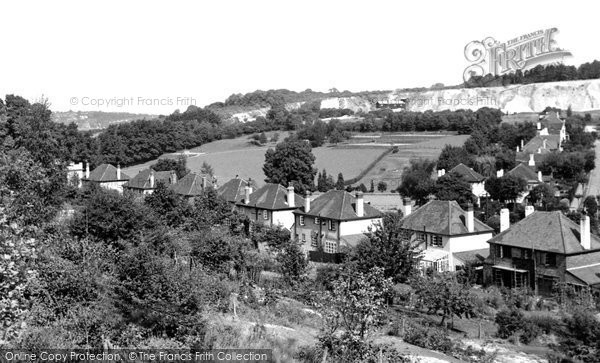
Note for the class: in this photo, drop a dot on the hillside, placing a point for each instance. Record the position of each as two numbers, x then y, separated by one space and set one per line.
96 120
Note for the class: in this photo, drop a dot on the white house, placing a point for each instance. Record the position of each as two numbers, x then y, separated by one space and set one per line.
446 234
270 205
333 220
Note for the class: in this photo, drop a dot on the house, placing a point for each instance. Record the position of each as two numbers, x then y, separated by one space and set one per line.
106 176
543 249
234 190
147 180
476 180
443 231
270 205
192 185
333 220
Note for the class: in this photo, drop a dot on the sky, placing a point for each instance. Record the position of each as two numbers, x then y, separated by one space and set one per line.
157 56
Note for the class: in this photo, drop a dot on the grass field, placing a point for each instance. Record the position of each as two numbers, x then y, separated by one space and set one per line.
233 157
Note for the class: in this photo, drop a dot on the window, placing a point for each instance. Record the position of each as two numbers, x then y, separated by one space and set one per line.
313 239
330 247
331 225
437 241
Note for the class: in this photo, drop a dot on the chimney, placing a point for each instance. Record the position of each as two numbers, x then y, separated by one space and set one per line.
504 219
584 226
247 190
470 218
406 206
528 210
151 177
291 201
307 202
360 211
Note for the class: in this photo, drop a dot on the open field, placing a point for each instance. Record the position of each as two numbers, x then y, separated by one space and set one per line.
= = = =
- [THE EXERCISE] Restate word for word the lines from the one holding "the sky, placing" to the end of the listing, both ends included, and nothing more.

- [THE REPLY]
Note for the class: in this photo, drop a dot on the sky, placing a point for each instance. Record the position of each as two numbers, x then y, separated by one space and set one per line.
157 56
Note for the class: in this photo, drop a dot on the grass field, placing a point for each instance. Record the position of each as two numbers, x then y, separated by one space and set one per line.
233 157
Note for the class: in this photo, drop a dot on the window, placing a point for each instance. Record the position of each as two numbers, x then y, separated by one space and set one per line.
313 239
330 247
331 225
437 241
Note for the class: in this photo, drop a dot on the chimney, placing a point for each instance. Record the position of each as two numbers, x then y, separated by one space and set one per line.
504 219
584 226
247 190
470 218
406 206
528 210
151 177
291 201
307 202
360 211
Note for the class: in this photo, drop a dot on the open field, placing a point for each instance. Record the position of each as two numbers, x then y, separated by one space and set one per line.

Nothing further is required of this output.